■ **WHAT IS REQUIRED**: Only the pictures stay out; every record is to be quoted exactly.

■ **PROVIDED ENTRIES**:
┄┄┄┄┄┄

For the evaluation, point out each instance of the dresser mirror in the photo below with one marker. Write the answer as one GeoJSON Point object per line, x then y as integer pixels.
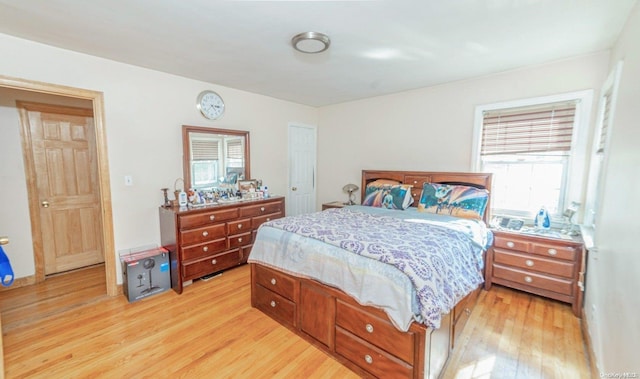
{"type": "Point", "coordinates": [214, 158]}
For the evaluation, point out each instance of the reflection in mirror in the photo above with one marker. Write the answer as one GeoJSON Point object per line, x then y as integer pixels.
{"type": "Point", "coordinates": [214, 158]}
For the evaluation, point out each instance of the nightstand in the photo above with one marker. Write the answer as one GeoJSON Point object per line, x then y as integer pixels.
{"type": "Point", "coordinates": [333, 204]}
{"type": "Point", "coordinates": [545, 266]}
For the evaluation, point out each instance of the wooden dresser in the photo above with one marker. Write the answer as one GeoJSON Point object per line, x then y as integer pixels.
{"type": "Point", "coordinates": [202, 241]}
{"type": "Point", "coordinates": [549, 267]}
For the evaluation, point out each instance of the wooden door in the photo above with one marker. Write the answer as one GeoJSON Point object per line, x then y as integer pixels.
{"type": "Point", "coordinates": [63, 152]}
{"type": "Point", "coordinates": [302, 170]}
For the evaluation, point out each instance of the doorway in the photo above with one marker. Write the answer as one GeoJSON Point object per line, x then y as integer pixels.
{"type": "Point", "coordinates": [62, 149]}
{"type": "Point", "coordinates": [102, 174]}
{"type": "Point", "coordinates": [302, 169]}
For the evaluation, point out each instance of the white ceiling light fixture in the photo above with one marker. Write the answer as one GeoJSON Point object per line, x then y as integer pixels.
{"type": "Point", "coordinates": [310, 42]}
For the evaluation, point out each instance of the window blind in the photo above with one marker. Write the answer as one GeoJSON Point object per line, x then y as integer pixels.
{"type": "Point", "coordinates": [605, 123]}
{"type": "Point", "coordinates": [234, 149]}
{"type": "Point", "coordinates": [544, 128]}
{"type": "Point", "coordinates": [205, 150]}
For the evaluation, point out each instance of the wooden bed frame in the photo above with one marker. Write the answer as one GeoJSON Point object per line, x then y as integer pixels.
{"type": "Point", "coordinates": [362, 337]}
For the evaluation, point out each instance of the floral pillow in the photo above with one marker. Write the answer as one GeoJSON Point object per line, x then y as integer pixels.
{"type": "Point", "coordinates": [390, 196]}
{"type": "Point", "coordinates": [453, 200]}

┄┄┄┄┄┄

■ **CORRECT OUTPUT**:
For the evaluation, point out each instance of the dresser mirror in the photo below with one marker. Write the answer as one GeoJSON Point object per line, x then y as integer pixels.
{"type": "Point", "coordinates": [214, 158]}
For the evaluation, point out each instance of the reflection in mirror in the photo above with one marker. Write the answer as one GeoJSON Point object per line, x then y as integer pixels.
{"type": "Point", "coordinates": [214, 158]}
For the evaluation, point out each instance of the nightstand in the photo above with one marker. Write the answer as one GeoJSON Point object per line, x then y as integer pixels.
{"type": "Point", "coordinates": [333, 204]}
{"type": "Point", "coordinates": [545, 266]}
For the evaluation, point out each instance of the wooden dresser in the photo above with one marker. Write the answer as one GeoJSON Point object per line, x then y as integer pixels.
{"type": "Point", "coordinates": [202, 241]}
{"type": "Point", "coordinates": [549, 267]}
For the evaluation, point out each instance of the wooden door in the photo above with one marker. Write the answer as one GeoJSON Point object per line, x then y as integer pixels.
{"type": "Point", "coordinates": [63, 152]}
{"type": "Point", "coordinates": [302, 170]}
For the evaluation, point out each instance of the doorway in the photo above with one marker. Write the answer as one GeoJSON Point object per line, x then y as integer pixels.
{"type": "Point", "coordinates": [62, 149]}
{"type": "Point", "coordinates": [102, 174]}
{"type": "Point", "coordinates": [302, 169]}
For the evaluation, point out each instance of the white ceiling light fixture in the photo above with one marker. Write the answer as one GeoJSON Point object per line, x then y as integer pixels.
{"type": "Point", "coordinates": [310, 42]}
For the evaluation, point out each instance of the window blind in the photo above with one marker. Write the answer as one GeoJSON Point object per line, x then y as integer pixels.
{"type": "Point", "coordinates": [605, 123]}
{"type": "Point", "coordinates": [234, 149]}
{"type": "Point", "coordinates": [544, 128]}
{"type": "Point", "coordinates": [205, 150]}
For the evaluation, point out each instance of the wooden bed frame in the photo above with one marker. Write the answer as one GeoJSON Point object per line, x then y as integer pixels.
{"type": "Point", "coordinates": [362, 337]}
For the evaluation, point out each instance of the floral pillow in the photo above with one marker. Write the answer as one GeoJSON Point object per line, x then y as integer pixels.
{"type": "Point", "coordinates": [390, 196]}
{"type": "Point", "coordinates": [453, 200]}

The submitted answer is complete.